» **What to do**:
Begin with the line that contains "Target: bee leg" and transcribe each line after it, up to and including the last line of the listing below.

(A block of data)
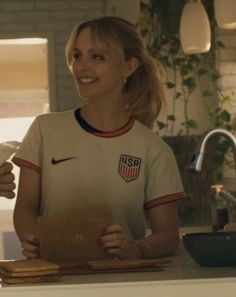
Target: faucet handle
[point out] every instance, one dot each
(218, 188)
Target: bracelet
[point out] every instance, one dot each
(144, 248)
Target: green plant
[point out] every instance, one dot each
(159, 27)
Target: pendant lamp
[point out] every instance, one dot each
(225, 13)
(195, 31)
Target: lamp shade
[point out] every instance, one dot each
(195, 31)
(225, 13)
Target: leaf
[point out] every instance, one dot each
(178, 94)
(215, 76)
(171, 117)
(220, 44)
(191, 124)
(207, 93)
(201, 71)
(225, 116)
(190, 83)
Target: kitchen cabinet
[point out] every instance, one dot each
(182, 278)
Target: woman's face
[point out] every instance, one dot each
(96, 73)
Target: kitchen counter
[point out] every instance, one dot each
(182, 278)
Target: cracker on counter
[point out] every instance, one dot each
(28, 265)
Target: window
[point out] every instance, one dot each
(23, 89)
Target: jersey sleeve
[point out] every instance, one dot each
(164, 183)
(30, 152)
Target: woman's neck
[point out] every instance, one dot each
(105, 118)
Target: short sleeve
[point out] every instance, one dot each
(164, 183)
(30, 152)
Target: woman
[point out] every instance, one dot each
(7, 184)
(105, 151)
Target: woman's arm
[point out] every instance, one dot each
(26, 211)
(163, 241)
(7, 184)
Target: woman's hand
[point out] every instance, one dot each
(30, 247)
(7, 184)
(116, 242)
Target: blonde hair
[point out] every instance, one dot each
(143, 89)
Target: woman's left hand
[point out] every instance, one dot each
(116, 242)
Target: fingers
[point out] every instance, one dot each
(6, 168)
(30, 247)
(7, 184)
(114, 239)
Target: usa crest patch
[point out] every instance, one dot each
(129, 167)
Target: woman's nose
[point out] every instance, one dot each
(83, 63)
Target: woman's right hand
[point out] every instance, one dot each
(30, 247)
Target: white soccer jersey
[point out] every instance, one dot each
(128, 170)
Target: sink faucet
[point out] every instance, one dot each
(198, 158)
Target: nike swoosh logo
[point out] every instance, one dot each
(54, 162)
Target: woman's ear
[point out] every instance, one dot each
(131, 66)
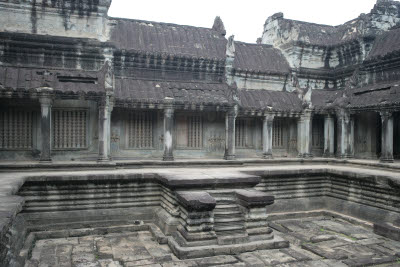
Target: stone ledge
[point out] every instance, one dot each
(254, 198)
(215, 250)
(387, 230)
(196, 201)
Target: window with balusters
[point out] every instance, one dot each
(16, 127)
(195, 131)
(277, 133)
(244, 133)
(140, 130)
(69, 129)
(318, 133)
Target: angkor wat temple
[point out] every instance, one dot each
(91, 106)
(76, 84)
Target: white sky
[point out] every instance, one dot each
(245, 18)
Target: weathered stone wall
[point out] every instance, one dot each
(56, 52)
(213, 137)
(79, 19)
(88, 152)
(366, 197)
(366, 134)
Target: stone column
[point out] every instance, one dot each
(267, 136)
(387, 137)
(105, 109)
(346, 134)
(305, 135)
(168, 131)
(230, 134)
(329, 136)
(45, 125)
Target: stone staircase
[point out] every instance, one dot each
(229, 222)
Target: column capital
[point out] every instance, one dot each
(385, 114)
(269, 117)
(46, 101)
(233, 111)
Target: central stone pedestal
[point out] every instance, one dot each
(215, 217)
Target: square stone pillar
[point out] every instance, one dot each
(304, 130)
(268, 123)
(387, 137)
(168, 131)
(105, 109)
(230, 121)
(346, 122)
(329, 136)
(45, 125)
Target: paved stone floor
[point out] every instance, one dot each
(314, 241)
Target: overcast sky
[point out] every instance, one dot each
(245, 18)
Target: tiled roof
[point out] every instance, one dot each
(385, 44)
(61, 80)
(323, 99)
(371, 96)
(156, 37)
(269, 100)
(259, 57)
(147, 91)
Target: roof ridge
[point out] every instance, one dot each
(159, 22)
(254, 44)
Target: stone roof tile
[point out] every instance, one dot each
(183, 92)
(168, 38)
(269, 100)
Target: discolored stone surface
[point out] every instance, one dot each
(314, 241)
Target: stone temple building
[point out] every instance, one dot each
(76, 84)
(256, 138)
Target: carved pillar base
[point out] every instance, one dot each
(305, 135)
(105, 109)
(168, 131)
(267, 136)
(387, 137)
(45, 123)
(230, 134)
(329, 136)
(346, 135)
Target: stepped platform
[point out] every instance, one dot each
(196, 212)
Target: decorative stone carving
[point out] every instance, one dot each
(219, 26)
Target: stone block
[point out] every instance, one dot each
(196, 201)
(253, 198)
(387, 230)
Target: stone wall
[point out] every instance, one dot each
(83, 19)
(367, 197)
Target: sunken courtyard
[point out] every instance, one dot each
(128, 143)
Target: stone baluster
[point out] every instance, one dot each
(267, 136)
(346, 134)
(168, 130)
(329, 136)
(304, 129)
(387, 136)
(253, 205)
(230, 120)
(105, 109)
(45, 124)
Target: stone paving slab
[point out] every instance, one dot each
(140, 249)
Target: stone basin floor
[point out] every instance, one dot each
(314, 241)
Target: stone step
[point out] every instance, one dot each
(228, 227)
(228, 214)
(230, 231)
(226, 207)
(229, 220)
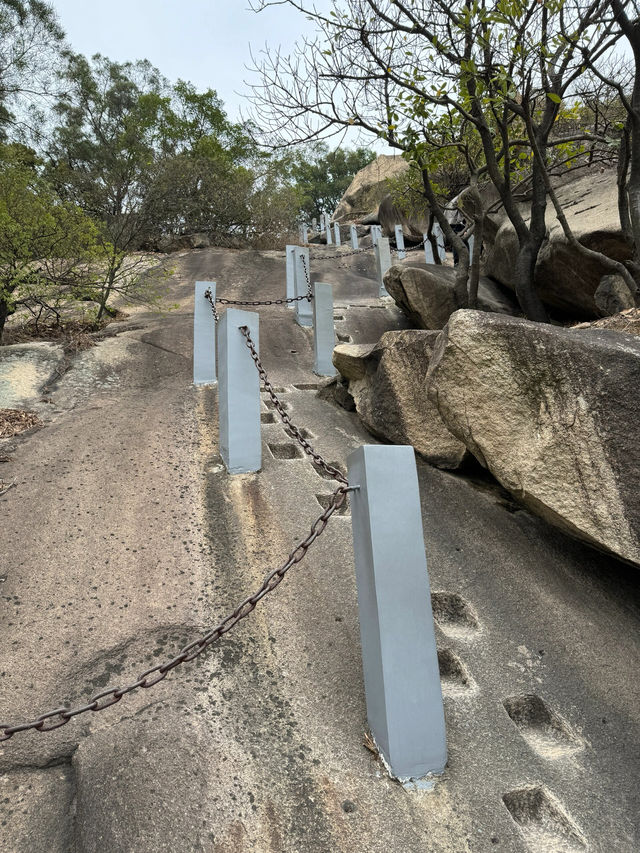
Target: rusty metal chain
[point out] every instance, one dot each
(292, 429)
(61, 716)
(411, 248)
(253, 303)
(341, 254)
(209, 297)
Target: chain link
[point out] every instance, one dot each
(340, 254)
(292, 429)
(59, 717)
(253, 303)
(209, 297)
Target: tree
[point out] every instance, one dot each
(30, 39)
(103, 155)
(47, 247)
(498, 72)
(323, 175)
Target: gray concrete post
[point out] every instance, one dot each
(204, 336)
(304, 313)
(400, 242)
(400, 662)
(290, 272)
(437, 230)
(383, 262)
(428, 250)
(324, 334)
(239, 394)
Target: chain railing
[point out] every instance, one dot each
(254, 303)
(55, 719)
(292, 429)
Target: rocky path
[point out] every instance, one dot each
(124, 538)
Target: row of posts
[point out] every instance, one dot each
(333, 237)
(400, 663)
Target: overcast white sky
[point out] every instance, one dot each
(204, 41)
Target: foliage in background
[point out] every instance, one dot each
(323, 176)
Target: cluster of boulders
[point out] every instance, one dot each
(551, 412)
(570, 284)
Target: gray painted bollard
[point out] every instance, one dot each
(291, 274)
(437, 231)
(383, 262)
(400, 662)
(204, 336)
(304, 313)
(428, 250)
(400, 242)
(324, 335)
(239, 394)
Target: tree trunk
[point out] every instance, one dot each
(4, 313)
(624, 152)
(528, 298)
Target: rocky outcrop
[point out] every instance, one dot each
(627, 322)
(565, 279)
(427, 296)
(368, 188)
(553, 414)
(25, 369)
(613, 295)
(413, 226)
(386, 381)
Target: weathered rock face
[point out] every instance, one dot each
(613, 295)
(426, 294)
(565, 279)
(368, 188)
(627, 322)
(553, 414)
(386, 381)
(413, 226)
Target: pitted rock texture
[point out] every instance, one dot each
(386, 381)
(553, 414)
(427, 295)
(368, 188)
(565, 279)
(613, 295)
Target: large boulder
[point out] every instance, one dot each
(427, 296)
(564, 278)
(369, 186)
(552, 413)
(613, 295)
(414, 225)
(386, 381)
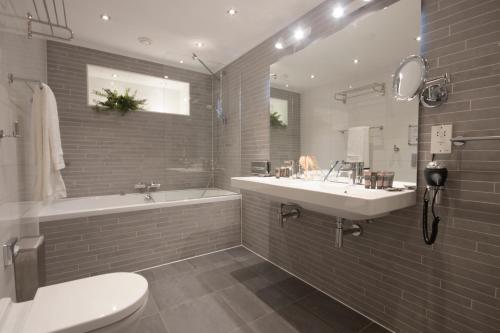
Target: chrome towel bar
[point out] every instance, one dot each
(461, 140)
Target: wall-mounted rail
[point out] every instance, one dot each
(461, 140)
(54, 24)
(13, 78)
(376, 87)
(381, 127)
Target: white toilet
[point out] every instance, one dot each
(100, 304)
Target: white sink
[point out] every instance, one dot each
(352, 202)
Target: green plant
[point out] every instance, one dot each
(276, 122)
(114, 101)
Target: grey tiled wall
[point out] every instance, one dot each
(285, 142)
(389, 274)
(109, 153)
(83, 247)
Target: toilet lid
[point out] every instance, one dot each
(86, 304)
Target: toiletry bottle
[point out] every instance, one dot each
(367, 177)
(373, 180)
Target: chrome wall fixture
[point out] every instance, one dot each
(372, 88)
(340, 231)
(381, 127)
(11, 78)
(54, 24)
(9, 251)
(461, 140)
(287, 211)
(410, 80)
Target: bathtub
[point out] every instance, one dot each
(64, 209)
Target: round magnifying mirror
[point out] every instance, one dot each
(409, 78)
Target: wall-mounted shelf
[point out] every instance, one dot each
(372, 88)
(461, 140)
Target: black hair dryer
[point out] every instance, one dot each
(435, 176)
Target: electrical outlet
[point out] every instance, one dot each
(441, 139)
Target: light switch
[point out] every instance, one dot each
(440, 139)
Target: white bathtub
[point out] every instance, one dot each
(109, 204)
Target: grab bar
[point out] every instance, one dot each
(461, 140)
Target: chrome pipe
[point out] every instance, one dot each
(354, 230)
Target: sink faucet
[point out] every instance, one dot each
(332, 167)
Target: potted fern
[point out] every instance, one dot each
(114, 101)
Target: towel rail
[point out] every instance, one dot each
(381, 127)
(13, 78)
(460, 140)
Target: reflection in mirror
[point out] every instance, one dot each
(409, 78)
(340, 107)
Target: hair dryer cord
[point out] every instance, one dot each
(434, 229)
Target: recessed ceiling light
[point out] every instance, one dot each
(299, 34)
(145, 41)
(338, 12)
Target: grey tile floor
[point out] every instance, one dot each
(235, 291)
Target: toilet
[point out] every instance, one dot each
(100, 304)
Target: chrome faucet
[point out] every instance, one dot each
(332, 167)
(147, 188)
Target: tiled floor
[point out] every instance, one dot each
(235, 291)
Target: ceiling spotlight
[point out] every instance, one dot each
(145, 41)
(338, 12)
(299, 34)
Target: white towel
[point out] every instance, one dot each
(358, 145)
(47, 143)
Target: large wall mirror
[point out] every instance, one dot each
(328, 95)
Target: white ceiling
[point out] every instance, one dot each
(379, 41)
(174, 26)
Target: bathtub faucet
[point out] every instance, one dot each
(147, 188)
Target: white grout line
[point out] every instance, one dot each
(180, 260)
(319, 289)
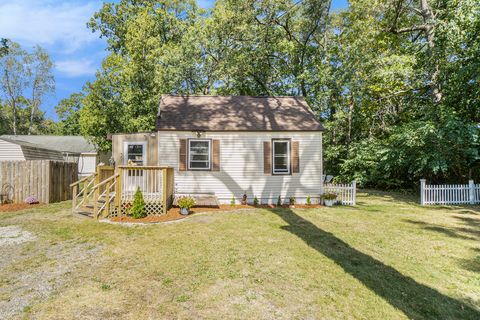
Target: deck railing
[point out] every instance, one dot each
(110, 191)
(155, 183)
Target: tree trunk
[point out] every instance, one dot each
(428, 18)
(32, 114)
(14, 111)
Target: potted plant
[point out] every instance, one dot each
(185, 203)
(291, 202)
(244, 199)
(329, 198)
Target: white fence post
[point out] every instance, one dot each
(422, 191)
(471, 191)
(354, 192)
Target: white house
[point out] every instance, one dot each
(229, 146)
(44, 147)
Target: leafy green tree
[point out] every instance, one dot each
(26, 78)
(68, 111)
(396, 82)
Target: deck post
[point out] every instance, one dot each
(422, 191)
(95, 203)
(107, 199)
(164, 190)
(354, 192)
(471, 191)
(118, 192)
(74, 197)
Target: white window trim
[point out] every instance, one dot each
(288, 157)
(209, 155)
(125, 151)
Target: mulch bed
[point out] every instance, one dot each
(10, 207)
(174, 212)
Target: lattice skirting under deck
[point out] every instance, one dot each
(152, 208)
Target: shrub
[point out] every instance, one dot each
(186, 202)
(291, 201)
(329, 196)
(138, 207)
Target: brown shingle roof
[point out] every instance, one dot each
(235, 113)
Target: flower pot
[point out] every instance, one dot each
(329, 203)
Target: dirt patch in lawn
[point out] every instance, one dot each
(174, 212)
(14, 235)
(10, 207)
(32, 274)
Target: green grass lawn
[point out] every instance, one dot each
(386, 258)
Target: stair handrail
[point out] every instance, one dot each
(98, 185)
(109, 198)
(77, 193)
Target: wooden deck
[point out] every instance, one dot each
(201, 199)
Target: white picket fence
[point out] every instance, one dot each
(449, 193)
(346, 192)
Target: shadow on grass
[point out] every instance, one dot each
(414, 299)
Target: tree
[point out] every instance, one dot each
(68, 111)
(3, 47)
(396, 82)
(25, 80)
(41, 80)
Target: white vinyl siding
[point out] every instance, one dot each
(87, 163)
(10, 151)
(241, 166)
(32, 153)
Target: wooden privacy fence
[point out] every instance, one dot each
(155, 183)
(449, 193)
(346, 192)
(49, 181)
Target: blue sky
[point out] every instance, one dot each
(60, 28)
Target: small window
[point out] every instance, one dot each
(199, 154)
(281, 156)
(135, 152)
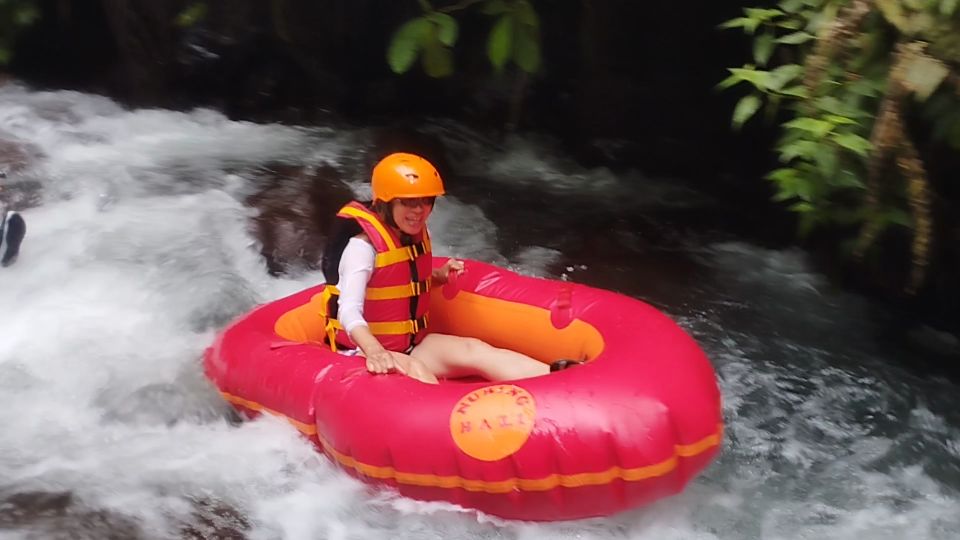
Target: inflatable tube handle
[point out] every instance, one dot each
(561, 311)
(452, 286)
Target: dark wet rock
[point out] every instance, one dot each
(190, 398)
(215, 519)
(16, 192)
(296, 206)
(59, 516)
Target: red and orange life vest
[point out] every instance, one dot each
(398, 293)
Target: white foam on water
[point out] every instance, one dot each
(141, 251)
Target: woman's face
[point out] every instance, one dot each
(411, 214)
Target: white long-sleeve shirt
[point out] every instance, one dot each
(356, 267)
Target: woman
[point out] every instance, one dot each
(380, 260)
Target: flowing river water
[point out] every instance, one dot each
(140, 249)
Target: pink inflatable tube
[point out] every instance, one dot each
(633, 424)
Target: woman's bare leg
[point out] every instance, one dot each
(454, 356)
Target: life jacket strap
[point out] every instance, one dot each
(402, 254)
(399, 327)
(398, 291)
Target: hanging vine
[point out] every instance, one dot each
(849, 70)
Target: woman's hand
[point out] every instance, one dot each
(384, 361)
(442, 275)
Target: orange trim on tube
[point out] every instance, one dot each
(499, 486)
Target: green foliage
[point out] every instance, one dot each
(514, 37)
(827, 82)
(192, 14)
(14, 16)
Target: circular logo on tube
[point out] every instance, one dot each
(493, 422)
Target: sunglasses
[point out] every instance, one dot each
(414, 202)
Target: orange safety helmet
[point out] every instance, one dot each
(401, 175)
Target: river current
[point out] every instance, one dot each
(141, 249)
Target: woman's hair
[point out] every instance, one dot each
(384, 211)
(343, 230)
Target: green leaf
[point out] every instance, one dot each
(791, 6)
(25, 14)
(437, 60)
(494, 7)
(839, 120)
(193, 14)
(795, 38)
(739, 22)
(448, 27)
(762, 14)
(407, 42)
(763, 48)
(802, 149)
(500, 42)
(848, 179)
(526, 15)
(923, 75)
(853, 142)
(526, 49)
(782, 175)
(827, 162)
(757, 78)
(819, 128)
(746, 107)
(798, 91)
(782, 75)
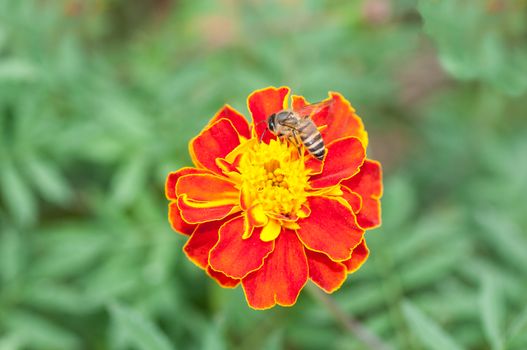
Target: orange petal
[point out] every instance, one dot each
(282, 276)
(170, 185)
(324, 272)
(216, 141)
(353, 199)
(341, 121)
(262, 103)
(368, 184)
(235, 256)
(237, 119)
(201, 242)
(256, 216)
(358, 257)
(195, 212)
(177, 222)
(330, 229)
(207, 187)
(343, 159)
(270, 231)
(222, 279)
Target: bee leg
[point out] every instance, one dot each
(296, 142)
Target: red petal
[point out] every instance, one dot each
(236, 118)
(170, 185)
(195, 212)
(354, 200)
(368, 184)
(201, 242)
(341, 121)
(177, 222)
(331, 229)
(236, 257)
(262, 103)
(343, 159)
(358, 257)
(327, 274)
(216, 141)
(207, 188)
(222, 279)
(281, 278)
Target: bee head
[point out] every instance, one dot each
(271, 122)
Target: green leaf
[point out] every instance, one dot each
(479, 46)
(214, 338)
(129, 180)
(17, 70)
(48, 180)
(518, 326)
(491, 306)
(16, 194)
(11, 254)
(39, 332)
(430, 334)
(132, 328)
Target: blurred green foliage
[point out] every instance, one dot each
(98, 100)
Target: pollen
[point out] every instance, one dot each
(274, 176)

» **Task response**:
Target: bee leg
[point out] every instance, one dot each
(296, 142)
Target: red petal
[point out] every instance, one dot each
(236, 118)
(170, 185)
(195, 212)
(354, 200)
(368, 184)
(201, 242)
(341, 121)
(177, 222)
(331, 229)
(236, 257)
(262, 103)
(343, 159)
(358, 257)
(327, 274)
(216, 141)
(207, 188)
(222, 279)
(281, 278)
Target: bee head
[point out] every instance, one dot each
(271, 122)
Target: green leaf
[point out] every instance, one dot each
(479, 46)
(214, 338)
(129, 180)
(17, 70)
(48, 180)
(518, 326)
(491, 306)
(16, 194)
(11, 254)
(39, 332)
(430, 334)
(132, 328)
Target: blurred green foliage
[point out] every instance, one dot each
(98, 100)
Target: pollen
[point out] every instance, one dot each
(274, 176)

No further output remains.